→ Collected data:
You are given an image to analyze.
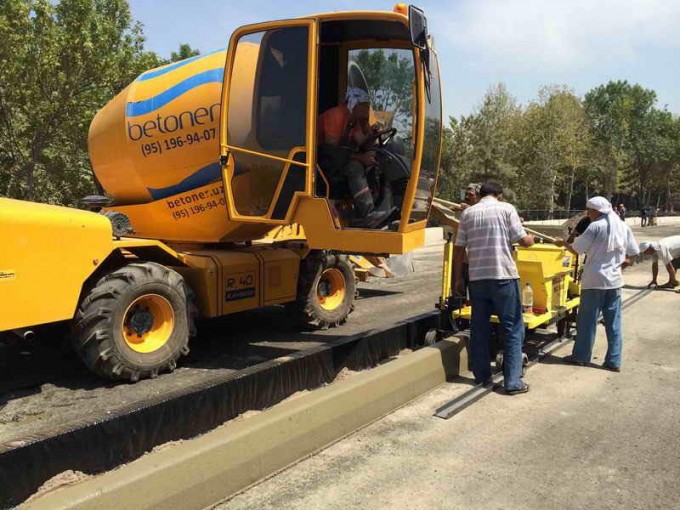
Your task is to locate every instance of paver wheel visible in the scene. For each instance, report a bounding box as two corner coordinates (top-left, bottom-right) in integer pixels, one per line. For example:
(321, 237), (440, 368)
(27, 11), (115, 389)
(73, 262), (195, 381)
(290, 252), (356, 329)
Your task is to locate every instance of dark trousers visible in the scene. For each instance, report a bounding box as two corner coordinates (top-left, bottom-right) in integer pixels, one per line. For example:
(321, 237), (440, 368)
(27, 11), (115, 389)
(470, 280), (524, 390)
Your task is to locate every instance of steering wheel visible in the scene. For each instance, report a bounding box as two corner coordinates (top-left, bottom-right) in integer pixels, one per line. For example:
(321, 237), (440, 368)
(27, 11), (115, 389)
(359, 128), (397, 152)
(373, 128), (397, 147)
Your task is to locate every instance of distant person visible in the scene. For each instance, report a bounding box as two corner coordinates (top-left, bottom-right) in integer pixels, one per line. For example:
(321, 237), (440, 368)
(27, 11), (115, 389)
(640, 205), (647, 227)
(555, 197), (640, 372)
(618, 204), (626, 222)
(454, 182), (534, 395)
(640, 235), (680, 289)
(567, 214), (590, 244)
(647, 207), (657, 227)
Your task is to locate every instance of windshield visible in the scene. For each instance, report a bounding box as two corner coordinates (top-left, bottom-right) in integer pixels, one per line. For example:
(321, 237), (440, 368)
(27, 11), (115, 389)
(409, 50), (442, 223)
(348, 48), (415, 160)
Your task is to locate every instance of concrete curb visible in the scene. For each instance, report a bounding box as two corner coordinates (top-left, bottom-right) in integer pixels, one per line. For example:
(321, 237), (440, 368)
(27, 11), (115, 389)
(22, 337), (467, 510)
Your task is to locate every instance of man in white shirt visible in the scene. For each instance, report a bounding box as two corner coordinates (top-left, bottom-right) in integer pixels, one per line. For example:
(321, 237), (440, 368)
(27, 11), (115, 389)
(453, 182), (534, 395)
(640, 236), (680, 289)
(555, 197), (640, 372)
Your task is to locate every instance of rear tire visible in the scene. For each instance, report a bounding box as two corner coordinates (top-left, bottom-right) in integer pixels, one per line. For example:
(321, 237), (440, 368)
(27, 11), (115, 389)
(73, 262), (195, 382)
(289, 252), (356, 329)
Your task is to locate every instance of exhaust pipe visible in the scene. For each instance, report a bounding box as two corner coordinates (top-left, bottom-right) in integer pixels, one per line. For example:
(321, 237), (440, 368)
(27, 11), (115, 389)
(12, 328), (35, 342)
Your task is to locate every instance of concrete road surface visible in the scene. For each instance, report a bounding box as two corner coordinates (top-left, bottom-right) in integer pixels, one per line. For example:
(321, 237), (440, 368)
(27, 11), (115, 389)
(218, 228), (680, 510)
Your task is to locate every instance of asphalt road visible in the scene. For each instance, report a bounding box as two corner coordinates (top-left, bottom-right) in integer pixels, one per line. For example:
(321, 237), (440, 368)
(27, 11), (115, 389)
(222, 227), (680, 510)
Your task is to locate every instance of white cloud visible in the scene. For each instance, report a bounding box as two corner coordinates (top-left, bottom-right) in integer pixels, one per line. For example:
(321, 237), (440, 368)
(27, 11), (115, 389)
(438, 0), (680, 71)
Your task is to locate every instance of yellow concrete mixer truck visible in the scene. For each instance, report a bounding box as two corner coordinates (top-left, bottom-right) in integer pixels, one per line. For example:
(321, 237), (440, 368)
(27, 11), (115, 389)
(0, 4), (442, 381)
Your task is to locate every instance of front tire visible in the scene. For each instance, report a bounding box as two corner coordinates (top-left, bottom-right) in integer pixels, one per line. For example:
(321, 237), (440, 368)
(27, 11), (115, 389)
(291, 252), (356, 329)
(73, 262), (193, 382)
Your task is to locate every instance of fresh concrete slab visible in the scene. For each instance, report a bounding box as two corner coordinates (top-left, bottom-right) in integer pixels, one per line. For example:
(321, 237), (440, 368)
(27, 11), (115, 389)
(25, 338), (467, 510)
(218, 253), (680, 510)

→ AIM OF THE EXERCISE: Turn every line of the records above into a Markdown table with the columns "No." and "Line", numbering the rows and skipping blank lines. Leave the pictures out.

→ RESULT FOR THIS EXERCISE:
| No. | Line |
|---|---|
| 1 | You are given an image to analyze. |
| 2 | Your task is to locate every instance of paver wheel visible in the scene. For each instance, report a bounding box as two corner coordinates (top-left, bottom-right) in integer pixels, one per line. For example: |
| 3 | (321, 237), (440, 368) |
| 4 | (27, 11), (115, 389) |
| 5 | (73, 262), (195, 381) |
| 6 | (290, 252), (356, 329) |
| 7 | Your task is to locate every instance of dark trousers visible in the scene. For each instance, report a bounding box as two corner coordinates (top-left, bottom-right) in integer pixels, one per line. For example: |
| 8 | (321, 237), (440, 368) |
| 9 | (27, 11), (115, 389) |
| 10 | (470, 280), (524, 390) |
| 11 | Your task is to locate every instance of steering wheel visible in the scene. For each instance, report a bounding box as two corner coordinates (top-left, bottom-right) in integer pixels, one per line. For example: |
| 12 | (321, 237), (440, 368) |
| 13 | (27, 11), (115, 389) |
| 14 | (359, 128), (397, 152) |
| 15 | (373, 128), (397, 147) |
| 16 | Your task is to locate every instance of distant person visible in the scene. For each instance, report a bounding box as two corner coordinates (top-left, bottom-right) in integer pixels, one per line. For example: |
| 17 | (321, 237), (440, 368) |
| 18 | (27, 11), (115, 389) |
| 19 | (640, 205), (647, 227) |
| 20 | (555, 197), (640, 372) |
| 21 | (618, 204), (626, 222) |
| 22 | (454, 182), (534, 395) |
| 23 | (640, 235), (680, 289) |
| 24 | (567, 214), (590, 244) |
| 25 | (647, 207), (657, 227) |
| 26 | Your task is to locate every instance of windshield visible in the scene. For each instance, report a bounding box as two corner coordinates (top-left, bottom-right) in integer pixels, one per line. For example: |
| 27 | (321, 237), (440, 368) |
| 28 | (27, 11), (115, 389) |
| 29 | (409, 50), (442, 223) |
| 30 | (348, 48), (415, 160) |
| 31 | Your task is to locate every instance of concrete curb visible in the scene. For each instance, report a bounding box as two corner coordinates (top-left, bottom-right) in integer pixels, one per line. For example: |
| 32 | (321, 237), (440, 368) |
| 33 | (27, 11), (115, 389) |
| 34 | (22, 337), (467, 510) |
| 35 | Your task is to locate every instance of man in white shirt visible in the scene. For each instance, report a bounding box as two corner coordinates (top-left, bottom-right) in integer pixels, one per line. For example: |
| 36 | (321, 237), (440, 368) |
| 37 | (27, 11), (115, 389) |
| 38 | (453, 182), (534, 395) |
| 39 | (640, 236), (680, 289) |
| 40 | (555, 197), (640, 372) |
| 41 | Your task is to locate every instance of rear tire visible in the scene. For each instance, report a bounding box as two corner coordinates (top-left, bottom-right) in integer pixels, one per line. For example: |
| 42 | (321, 237), (440, 368) |
| 43 | (27, 11), (115, 389) |
| 44 | (73, 262), (195, 382) |
| 45 | (289, 252), (356, 329) |
| 46 | Your task is to locate every instance of exhaust pipe visible in the scene. For each instance, report a bounding box as two corner coordinates (top-left, bottom-right) in integer pixels, one per line. For example: |
| 47 | (321, 237), (440, 368) |
| 48 | (27, 11), (115, 389) |
| 49 | (12, 328), (35, 342) |
| 50 | Your task is to locate every instance of concrete road surface visible in the scene. For each instance, report a bounding box as two corner coordinates (top-left, bottom-right) in integer pixels, one per line. For example: |
| 51 | (321, 237), (440, 368) |
| 52 | (27, 11), (115, 389) |
| 53 | (218, 228), (680, 510) |
| 54 | Your task is to locate every instance of asphalt road visible in the scene. For each instance, report a bounding box as two corner coordinates (top-left, bottom-right) in integer pixels, one per line. For example: |
| 55 | (321, 237), (440, 368) |
| 56 | (27, 11), (115, 389) |
| 57 | (222, 227), (680, 510) |
| 58 | Your task is to locate every instance of white cloud visible in the scene. For each instance, report a bounding box as two corner coordinates (top-left, bottom-right) in integer pixels, one per line. For example: |
| 59 | (321, 237), (440, 368) |
| 60 | (27, 11), (115, 389) |
| 61 | (438, 0), (680, 71) |
| 62 | Your task is to locate every instance of yellow concrete mixer truck visible in the scene. For each instance, report a bounding box as two corner coordinates (top-left, bottom-right) in integer pixels, one per line. For example: |
| 63 | (321, 237), (440, 368) |
| 64 | (27, 11), (115, 389) |
| 65 | (0, 4), (442, 381) |
| 66 | Your task is to locate every instance of front tire visible in the scene. For each instance, report a bounding box as two corner coordinates (top-left, bottom-right) in integer pixels, one per line. For example: |
| 67 | (321, 237), (440, 368) |
| 68 | (27, 11), (115, 389) |
| 69 | (291, 252), (356, 329) |
| 70 | (73, 262), (193, 382) |
| 71 | Your task is to locate every instance of fresh concrete slab visible in the scene. For each instance, report a bounding box as two corner coordinates (top-left, bottom-right) in integer pixels, one per line. For example: |
| 72 | (321, 237), (440, 368) |
| 73 | (27, 11), (115, 389) |
| 74 | (25, 338), (467, 510) |
| 75 | (218, 253), (680, 510) |